[What to do]: Look through the data below for the line with "Target: silver hatchback car", and transcribe it exactly together with each line after it up to and including the line with "of the pine". Give nothing else.
[[ The data open ]]
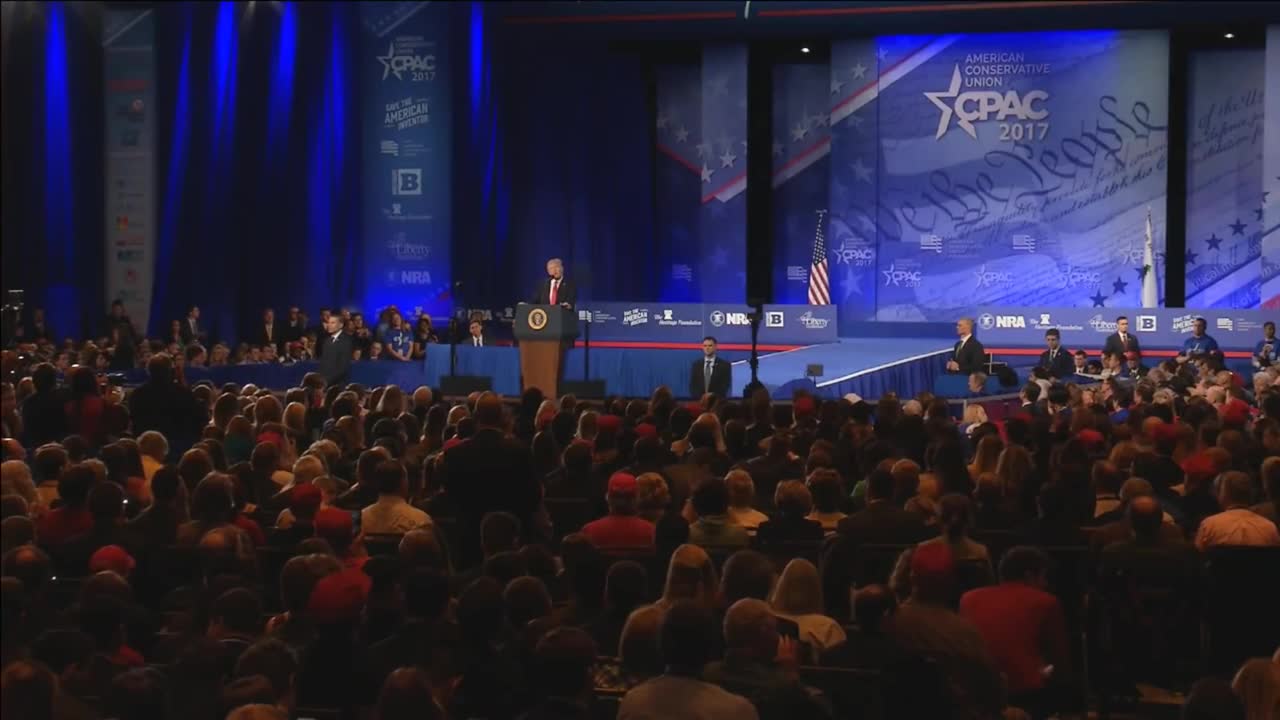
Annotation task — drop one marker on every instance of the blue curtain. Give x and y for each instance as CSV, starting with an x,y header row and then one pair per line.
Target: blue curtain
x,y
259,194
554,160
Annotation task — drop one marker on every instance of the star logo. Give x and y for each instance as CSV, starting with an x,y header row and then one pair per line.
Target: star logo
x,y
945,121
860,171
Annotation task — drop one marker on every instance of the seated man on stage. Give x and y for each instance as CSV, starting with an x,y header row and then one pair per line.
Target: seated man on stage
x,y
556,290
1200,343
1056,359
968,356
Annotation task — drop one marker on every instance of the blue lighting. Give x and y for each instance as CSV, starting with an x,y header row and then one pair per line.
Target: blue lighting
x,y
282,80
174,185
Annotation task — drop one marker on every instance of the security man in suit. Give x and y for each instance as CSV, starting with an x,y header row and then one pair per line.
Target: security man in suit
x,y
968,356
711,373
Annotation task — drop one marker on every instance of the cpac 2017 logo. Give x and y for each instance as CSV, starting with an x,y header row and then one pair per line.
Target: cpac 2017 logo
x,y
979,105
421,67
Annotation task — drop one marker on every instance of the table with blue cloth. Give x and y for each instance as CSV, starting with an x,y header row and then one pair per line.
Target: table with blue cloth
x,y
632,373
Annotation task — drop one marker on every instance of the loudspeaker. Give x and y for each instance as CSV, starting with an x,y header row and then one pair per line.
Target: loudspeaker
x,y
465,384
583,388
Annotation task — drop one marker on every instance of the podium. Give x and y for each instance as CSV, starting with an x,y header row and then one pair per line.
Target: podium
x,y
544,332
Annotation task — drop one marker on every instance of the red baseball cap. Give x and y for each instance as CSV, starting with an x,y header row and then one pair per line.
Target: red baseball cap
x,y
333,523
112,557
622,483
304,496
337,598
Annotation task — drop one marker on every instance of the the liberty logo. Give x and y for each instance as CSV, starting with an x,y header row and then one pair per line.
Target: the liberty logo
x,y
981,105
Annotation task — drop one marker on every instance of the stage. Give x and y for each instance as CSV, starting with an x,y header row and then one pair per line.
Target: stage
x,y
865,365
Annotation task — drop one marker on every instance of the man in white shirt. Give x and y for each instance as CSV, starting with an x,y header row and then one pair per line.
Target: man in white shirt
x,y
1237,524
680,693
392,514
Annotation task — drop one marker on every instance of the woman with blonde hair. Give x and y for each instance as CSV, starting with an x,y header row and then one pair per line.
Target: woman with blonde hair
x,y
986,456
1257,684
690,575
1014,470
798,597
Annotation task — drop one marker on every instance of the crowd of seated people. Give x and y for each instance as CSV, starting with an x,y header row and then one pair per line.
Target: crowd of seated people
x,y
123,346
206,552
[[ The data closed ]]
[[ The data open ]]
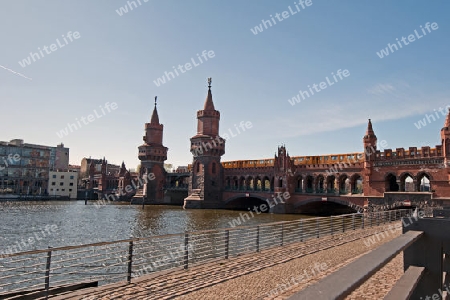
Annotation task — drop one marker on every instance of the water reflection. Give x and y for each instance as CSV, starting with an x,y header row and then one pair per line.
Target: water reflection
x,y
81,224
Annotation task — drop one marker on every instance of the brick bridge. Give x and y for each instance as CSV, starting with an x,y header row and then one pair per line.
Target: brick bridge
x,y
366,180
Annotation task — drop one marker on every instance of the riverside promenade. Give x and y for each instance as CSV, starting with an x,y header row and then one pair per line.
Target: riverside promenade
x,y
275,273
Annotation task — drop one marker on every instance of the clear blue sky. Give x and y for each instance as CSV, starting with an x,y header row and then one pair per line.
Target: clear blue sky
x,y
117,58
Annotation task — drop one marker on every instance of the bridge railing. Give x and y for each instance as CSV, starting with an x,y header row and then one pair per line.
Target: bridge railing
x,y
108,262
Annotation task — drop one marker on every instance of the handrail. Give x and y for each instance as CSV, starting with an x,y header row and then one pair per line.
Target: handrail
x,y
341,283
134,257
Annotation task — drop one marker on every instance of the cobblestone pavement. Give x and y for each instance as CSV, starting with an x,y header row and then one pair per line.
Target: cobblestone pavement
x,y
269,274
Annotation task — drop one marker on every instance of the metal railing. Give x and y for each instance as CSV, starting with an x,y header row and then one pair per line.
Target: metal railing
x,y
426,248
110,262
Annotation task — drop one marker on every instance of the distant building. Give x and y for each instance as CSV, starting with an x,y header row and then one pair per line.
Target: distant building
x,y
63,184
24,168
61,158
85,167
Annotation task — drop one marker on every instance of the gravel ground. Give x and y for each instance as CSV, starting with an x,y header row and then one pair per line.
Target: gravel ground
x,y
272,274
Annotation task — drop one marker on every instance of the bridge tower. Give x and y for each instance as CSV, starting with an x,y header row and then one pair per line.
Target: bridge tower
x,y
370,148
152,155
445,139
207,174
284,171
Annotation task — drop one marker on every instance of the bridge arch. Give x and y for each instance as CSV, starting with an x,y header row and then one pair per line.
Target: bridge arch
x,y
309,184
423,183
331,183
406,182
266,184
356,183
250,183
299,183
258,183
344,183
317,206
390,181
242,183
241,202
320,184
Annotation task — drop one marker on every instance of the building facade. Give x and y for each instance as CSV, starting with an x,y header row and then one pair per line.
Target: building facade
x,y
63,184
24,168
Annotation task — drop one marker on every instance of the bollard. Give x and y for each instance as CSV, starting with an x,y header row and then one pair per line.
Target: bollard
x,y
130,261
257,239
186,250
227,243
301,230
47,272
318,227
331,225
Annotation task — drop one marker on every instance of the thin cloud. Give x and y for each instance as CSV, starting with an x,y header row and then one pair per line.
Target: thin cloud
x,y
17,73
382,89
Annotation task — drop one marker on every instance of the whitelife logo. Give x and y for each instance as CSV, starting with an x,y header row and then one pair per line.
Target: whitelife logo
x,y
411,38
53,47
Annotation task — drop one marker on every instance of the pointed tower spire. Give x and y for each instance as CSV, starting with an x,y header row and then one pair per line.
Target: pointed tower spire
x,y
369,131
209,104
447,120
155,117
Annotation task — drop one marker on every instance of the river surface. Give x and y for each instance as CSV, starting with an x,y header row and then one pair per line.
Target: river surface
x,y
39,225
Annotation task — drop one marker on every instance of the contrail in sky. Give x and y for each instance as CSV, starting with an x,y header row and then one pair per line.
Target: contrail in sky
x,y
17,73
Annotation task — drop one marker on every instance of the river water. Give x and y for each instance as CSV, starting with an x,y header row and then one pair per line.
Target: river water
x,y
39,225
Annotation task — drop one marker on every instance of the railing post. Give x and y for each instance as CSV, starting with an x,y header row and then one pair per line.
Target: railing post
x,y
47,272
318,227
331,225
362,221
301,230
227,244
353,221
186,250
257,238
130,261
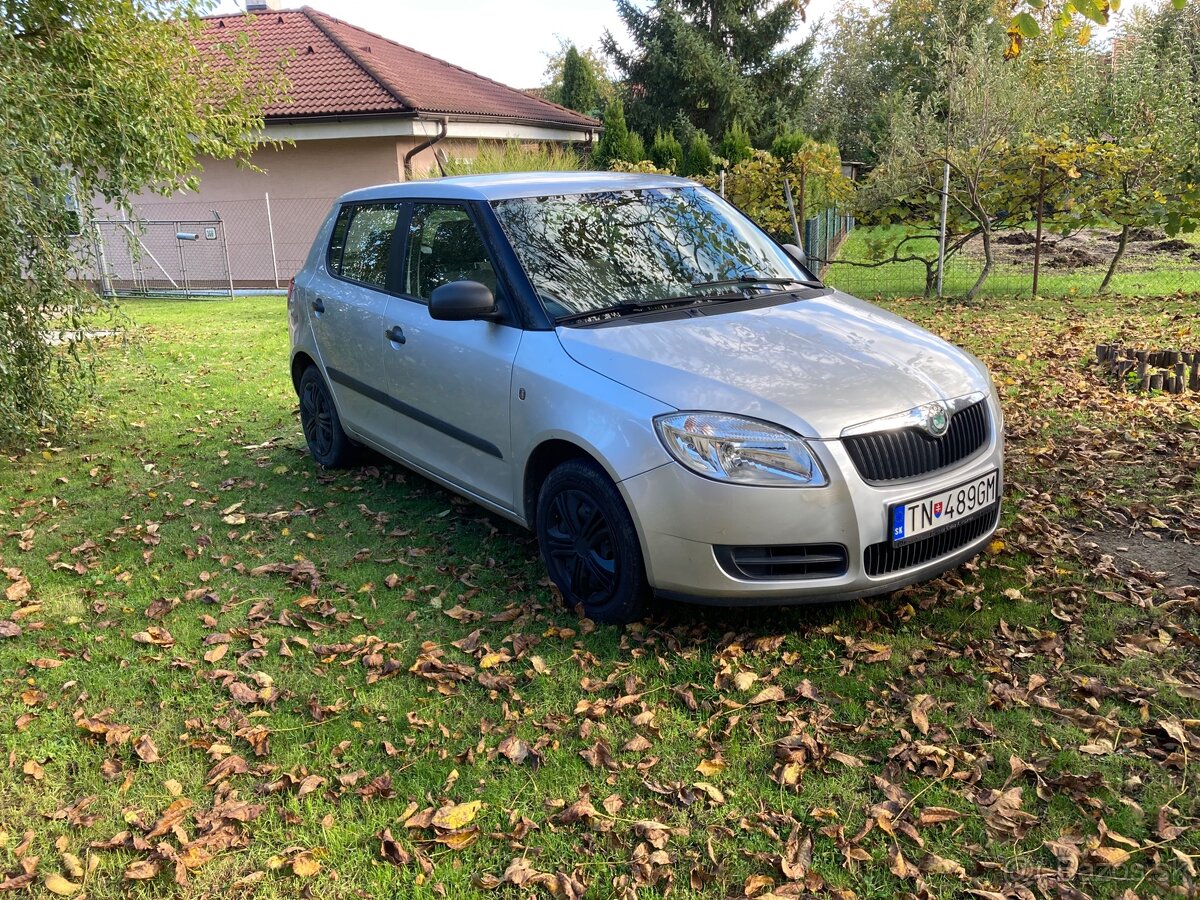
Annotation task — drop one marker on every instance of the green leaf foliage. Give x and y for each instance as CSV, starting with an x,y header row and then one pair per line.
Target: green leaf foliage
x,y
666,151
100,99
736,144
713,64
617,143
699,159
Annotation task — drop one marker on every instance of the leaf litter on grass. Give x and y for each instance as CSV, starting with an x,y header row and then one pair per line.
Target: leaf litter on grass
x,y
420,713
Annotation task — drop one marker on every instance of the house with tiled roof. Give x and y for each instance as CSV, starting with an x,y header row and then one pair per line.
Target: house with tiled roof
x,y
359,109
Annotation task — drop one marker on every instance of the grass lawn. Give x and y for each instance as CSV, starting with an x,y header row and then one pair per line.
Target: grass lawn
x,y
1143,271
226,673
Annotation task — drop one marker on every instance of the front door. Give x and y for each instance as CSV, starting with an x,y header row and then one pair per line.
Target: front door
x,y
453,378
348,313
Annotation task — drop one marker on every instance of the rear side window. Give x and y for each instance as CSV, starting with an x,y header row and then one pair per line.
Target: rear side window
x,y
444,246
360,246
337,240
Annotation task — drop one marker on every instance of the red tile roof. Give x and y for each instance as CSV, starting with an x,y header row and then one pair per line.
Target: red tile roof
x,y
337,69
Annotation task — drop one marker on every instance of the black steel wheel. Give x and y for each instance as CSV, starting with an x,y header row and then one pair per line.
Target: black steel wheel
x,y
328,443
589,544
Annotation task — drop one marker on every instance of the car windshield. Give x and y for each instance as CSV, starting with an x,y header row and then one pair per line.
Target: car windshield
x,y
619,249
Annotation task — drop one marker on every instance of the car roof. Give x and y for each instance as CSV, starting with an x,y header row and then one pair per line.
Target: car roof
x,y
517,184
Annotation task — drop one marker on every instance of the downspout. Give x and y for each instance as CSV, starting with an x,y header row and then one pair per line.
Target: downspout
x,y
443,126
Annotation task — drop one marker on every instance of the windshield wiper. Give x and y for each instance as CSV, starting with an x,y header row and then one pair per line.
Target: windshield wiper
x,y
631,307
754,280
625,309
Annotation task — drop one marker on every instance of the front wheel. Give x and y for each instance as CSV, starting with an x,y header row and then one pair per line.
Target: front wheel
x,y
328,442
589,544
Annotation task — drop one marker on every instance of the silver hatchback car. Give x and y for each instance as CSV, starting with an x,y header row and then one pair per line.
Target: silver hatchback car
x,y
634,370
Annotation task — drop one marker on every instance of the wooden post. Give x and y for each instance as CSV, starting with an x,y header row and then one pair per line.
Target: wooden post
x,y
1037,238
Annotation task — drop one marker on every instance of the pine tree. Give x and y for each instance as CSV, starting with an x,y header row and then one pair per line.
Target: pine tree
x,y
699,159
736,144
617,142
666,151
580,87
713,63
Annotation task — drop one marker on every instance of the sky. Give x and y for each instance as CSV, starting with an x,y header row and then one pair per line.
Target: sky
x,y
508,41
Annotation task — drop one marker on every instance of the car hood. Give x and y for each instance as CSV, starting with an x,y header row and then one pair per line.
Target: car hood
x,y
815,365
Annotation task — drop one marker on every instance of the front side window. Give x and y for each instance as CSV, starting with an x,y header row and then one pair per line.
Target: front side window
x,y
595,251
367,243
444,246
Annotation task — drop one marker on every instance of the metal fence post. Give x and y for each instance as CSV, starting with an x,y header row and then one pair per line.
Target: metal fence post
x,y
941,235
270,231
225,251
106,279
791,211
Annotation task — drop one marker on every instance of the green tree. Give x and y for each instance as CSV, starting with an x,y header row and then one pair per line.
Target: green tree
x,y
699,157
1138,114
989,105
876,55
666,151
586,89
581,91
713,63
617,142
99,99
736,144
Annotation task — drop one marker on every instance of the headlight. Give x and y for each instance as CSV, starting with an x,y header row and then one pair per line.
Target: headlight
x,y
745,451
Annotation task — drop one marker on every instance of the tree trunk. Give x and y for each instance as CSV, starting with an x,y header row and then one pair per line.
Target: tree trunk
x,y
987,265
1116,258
[[ The data closed ]]
[[ The data open ]]
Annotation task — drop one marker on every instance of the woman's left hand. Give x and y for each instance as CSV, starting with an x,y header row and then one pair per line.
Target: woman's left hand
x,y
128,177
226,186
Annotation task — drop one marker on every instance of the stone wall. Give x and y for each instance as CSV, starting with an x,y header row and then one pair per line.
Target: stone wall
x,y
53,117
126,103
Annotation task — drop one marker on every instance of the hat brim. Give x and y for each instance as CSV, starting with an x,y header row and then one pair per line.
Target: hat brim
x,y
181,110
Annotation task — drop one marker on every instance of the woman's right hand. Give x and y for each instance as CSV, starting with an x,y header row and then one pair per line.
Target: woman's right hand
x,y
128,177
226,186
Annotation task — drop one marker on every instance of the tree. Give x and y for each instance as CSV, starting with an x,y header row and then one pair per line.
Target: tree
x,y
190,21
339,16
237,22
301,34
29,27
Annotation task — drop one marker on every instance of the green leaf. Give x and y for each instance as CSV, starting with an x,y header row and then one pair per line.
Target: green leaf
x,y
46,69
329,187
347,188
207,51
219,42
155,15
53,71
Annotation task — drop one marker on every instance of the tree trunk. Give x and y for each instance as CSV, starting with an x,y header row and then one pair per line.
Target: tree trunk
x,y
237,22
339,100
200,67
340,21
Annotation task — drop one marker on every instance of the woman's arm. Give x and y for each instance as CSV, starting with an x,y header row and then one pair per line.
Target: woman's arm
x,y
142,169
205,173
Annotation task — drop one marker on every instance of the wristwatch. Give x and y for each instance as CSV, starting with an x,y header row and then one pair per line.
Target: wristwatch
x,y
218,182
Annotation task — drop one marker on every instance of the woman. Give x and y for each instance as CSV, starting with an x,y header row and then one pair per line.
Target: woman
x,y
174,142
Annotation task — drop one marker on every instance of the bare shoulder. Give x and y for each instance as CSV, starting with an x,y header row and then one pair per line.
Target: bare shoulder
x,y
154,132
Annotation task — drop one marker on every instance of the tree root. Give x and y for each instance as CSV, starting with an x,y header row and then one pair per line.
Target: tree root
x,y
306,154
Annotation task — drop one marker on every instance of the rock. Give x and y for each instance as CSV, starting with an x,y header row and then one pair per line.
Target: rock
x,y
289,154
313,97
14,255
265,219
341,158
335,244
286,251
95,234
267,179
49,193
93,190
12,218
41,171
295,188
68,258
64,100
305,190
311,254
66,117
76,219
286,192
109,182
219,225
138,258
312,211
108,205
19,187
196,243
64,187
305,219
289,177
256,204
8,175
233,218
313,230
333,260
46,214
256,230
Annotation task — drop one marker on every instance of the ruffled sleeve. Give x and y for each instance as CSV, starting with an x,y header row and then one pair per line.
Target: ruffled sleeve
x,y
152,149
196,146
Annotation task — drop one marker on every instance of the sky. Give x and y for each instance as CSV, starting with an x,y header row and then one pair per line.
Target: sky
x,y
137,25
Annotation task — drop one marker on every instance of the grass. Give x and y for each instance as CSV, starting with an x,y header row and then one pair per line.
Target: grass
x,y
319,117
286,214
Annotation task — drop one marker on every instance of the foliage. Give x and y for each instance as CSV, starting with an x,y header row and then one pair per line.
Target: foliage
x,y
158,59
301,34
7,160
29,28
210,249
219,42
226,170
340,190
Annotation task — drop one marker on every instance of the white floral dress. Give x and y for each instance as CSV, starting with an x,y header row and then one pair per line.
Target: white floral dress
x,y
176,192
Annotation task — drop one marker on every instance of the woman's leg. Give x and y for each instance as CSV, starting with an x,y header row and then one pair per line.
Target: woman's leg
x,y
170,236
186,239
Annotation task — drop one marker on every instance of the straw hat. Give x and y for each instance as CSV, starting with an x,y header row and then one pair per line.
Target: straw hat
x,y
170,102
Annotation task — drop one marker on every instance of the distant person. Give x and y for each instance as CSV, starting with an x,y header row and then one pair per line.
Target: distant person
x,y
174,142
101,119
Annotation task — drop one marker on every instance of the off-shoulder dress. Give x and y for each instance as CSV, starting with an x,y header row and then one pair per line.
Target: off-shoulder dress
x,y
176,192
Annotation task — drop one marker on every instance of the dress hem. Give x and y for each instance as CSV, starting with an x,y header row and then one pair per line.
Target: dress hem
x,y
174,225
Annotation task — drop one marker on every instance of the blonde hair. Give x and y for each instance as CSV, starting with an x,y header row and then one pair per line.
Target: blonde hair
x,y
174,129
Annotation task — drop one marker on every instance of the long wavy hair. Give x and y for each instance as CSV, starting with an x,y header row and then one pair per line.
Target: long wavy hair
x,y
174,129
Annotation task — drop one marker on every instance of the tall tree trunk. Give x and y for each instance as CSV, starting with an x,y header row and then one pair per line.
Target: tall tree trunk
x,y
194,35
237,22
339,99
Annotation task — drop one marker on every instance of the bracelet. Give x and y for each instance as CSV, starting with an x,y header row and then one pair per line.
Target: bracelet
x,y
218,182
[[ The data closed ]]
[Answer to the exercise]:
Target: silver hatchback car
x,y
634,370
Annotation task — drop one marker on every instance of the wooden post. Give x and y for each instance as CSV, starting with an x,y header row and then one pair per line.
Target: wooden post
x,y
1037,238
Annotation task — drop one marker on every instance of the pine tree. Give x and y for each instance as CSV, starting with an x,y header row and then one pair per line.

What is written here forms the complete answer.